[[ Input material open ]]

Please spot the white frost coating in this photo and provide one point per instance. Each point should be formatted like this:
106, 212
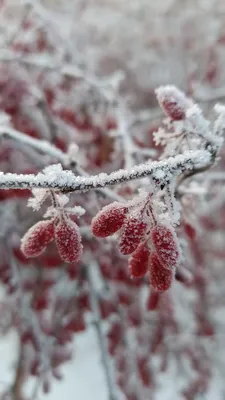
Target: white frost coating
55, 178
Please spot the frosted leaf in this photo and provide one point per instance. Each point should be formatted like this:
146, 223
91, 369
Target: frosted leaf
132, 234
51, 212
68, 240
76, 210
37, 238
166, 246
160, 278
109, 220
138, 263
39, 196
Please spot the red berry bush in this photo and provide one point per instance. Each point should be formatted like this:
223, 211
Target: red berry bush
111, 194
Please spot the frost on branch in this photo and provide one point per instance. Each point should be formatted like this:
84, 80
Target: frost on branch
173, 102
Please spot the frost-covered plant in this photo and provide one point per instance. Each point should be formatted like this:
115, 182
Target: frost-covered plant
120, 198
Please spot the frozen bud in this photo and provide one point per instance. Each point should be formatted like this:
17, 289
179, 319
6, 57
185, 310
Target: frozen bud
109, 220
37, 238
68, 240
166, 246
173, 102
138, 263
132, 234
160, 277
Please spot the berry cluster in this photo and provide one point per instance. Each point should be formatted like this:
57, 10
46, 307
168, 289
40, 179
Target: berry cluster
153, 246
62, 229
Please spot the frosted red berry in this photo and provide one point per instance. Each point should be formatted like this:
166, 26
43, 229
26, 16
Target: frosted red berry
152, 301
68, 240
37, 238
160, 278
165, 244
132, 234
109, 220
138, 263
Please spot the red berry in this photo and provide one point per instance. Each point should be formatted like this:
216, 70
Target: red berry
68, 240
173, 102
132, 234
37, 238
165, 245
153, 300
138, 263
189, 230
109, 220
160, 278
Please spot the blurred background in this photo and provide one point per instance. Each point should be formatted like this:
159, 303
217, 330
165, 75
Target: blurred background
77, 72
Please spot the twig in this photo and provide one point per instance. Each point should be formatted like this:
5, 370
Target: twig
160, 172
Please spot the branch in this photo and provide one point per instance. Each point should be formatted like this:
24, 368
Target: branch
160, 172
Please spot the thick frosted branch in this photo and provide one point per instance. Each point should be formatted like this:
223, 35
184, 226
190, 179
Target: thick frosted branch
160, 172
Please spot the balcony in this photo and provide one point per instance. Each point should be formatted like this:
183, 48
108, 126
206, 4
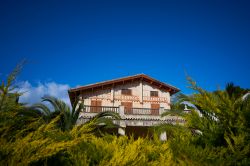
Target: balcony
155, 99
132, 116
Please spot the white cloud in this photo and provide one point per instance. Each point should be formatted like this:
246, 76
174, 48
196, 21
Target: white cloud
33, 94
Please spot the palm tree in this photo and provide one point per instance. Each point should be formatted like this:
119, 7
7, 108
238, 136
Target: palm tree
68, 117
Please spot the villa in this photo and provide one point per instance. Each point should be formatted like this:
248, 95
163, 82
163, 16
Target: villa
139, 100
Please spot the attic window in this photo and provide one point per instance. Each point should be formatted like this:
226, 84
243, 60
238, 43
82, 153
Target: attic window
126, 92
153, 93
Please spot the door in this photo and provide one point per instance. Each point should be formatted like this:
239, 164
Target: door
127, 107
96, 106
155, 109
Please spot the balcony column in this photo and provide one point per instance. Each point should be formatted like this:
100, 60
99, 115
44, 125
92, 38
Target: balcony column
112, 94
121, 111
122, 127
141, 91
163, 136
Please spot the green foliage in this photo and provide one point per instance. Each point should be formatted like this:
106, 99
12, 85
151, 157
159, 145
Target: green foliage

[[ Input material closed ]]

With the pictures removed, write the listing out word for word.

Please spot the white frost coating in this photo and provide one point per instance. Each point should be formatted like this:
106, 212
Target: white frost coating
55, 178
Please spot the frosted leaf in this photo and provide one point per instance. Each point should be formatted like this:
146, 223
91, 369
Target: frosted leaf
132, 234
51, 212
68, 240
76, 210
37, 238
166, 246
160, 278
109, 220
138, 263
39, 196
Please spot the red berry bush in this photo and provide one point per instance. Each point should be formatted like this:
223, 211
Target: red berry bush
111, 194
Please spot the frost on branch in this photo and provide one point per instance. Each point should be formatted like this:
84, 80
Target: frost on branch
173, 102
Please spot the frost-covered plant in this photo and provide one point per instance. Each point should be formatted like this:
115, 182
Target: frost-covered plant
120, 198
Please spot the frozen bud in this photo and provide one point per instance. Each point should be formatted like this:
17, 289
179, 319
6, 57
185, 310
Target: frozen bud
109, 220
37, 238
68, 240
166, 246
173, 102
138, 263
132, 234
160, 277
Please spot the berry cluster in this photo and provide one point per instance. Each point should be formatted like this:
57, 10
46, 307
168, 289
40, 179
Target: berry cluster
153, 246
62, 229
Please spot the frosted red berry in this photo and provide one point per instance. Each point should be formatted like this:
166, 26
43, 229
26, 16
Target: frosted red berry
152, 301
68, 240
37, 238
160, 278
165, 244
132, 234
109, 220
138, 263
Please spot the red berry in this photo and provide one point per instance. Each point should be formatted like this:
216, 70
Target: red berry
68, 240
173, 102
132, 234
37, 238
165, 245
153, 300
138, 263
189, 230
109, 220
160, 278
Please spot the blurred background in this photo and provide one point per instance. Each point should be formatted like this:
159, 303
217, 330
165, 75
Target: blurred background
77, 72
Please spot the twig in this photo and provide one point per instance. Each point should be formatted like this:
5, 370
Target: twig
160, 172
Please spot the branch in this photo and provide one point per instance. Each point should be formatted like this:
24, 368
Target: branch
160, 172
Please spot the thick frosted branch in this photo and provide one point per instance. Each point should be formatted like this:
223, 35
184, 226
190, 179
Target: thick frosted branch
160, 172
Please spot the balcony in this photo and provide one point per instance. Each point should be formatted like this:
183, 48
108, 126
206, 4
Target: balcony
155, 99
132, 116
Please spot the white cloud in this photo and provide one point per instance. Each point should be formatted like this:
246, 76
174, 48
196, 21
Target: white cloud
33, 94
Please spot the palm tree in this photo and provide one point per instance. Each point should be formatted like this:
119, 7
7, 108
238, 136
Target: palm tree
68, 117
Please spot the villa in this photo and provide one point per instance. Each point should be formatted like this:
248, 95
163, 82
163, 16
Target: villa
139, 100
Please spot the attic window in this photo and provide one point per instance. Each point should be formatted like this:
226, 84
243, 60
238, 43
82, 153
Target: attic window
126, 92
153, 93
Please spot the door in this photo and provide one point per instance. Each point should be formatted like this:
239, 164
Target: door
127, 107
96, 106
155, 109
Please spot the balcony column in this photo and provide one point per instance. Each point should be formatted like this:
100, 60
99, 115
44, 125
92, 38
Target: balcony column
112, 94
121, 111
122, 127
141, 91
163, 136
Please spot the green foliage in this photo and provide one point per instance. Each point should be formatted like this:
106, 99
12, 85
151, 157
159, 145
Target: green foliage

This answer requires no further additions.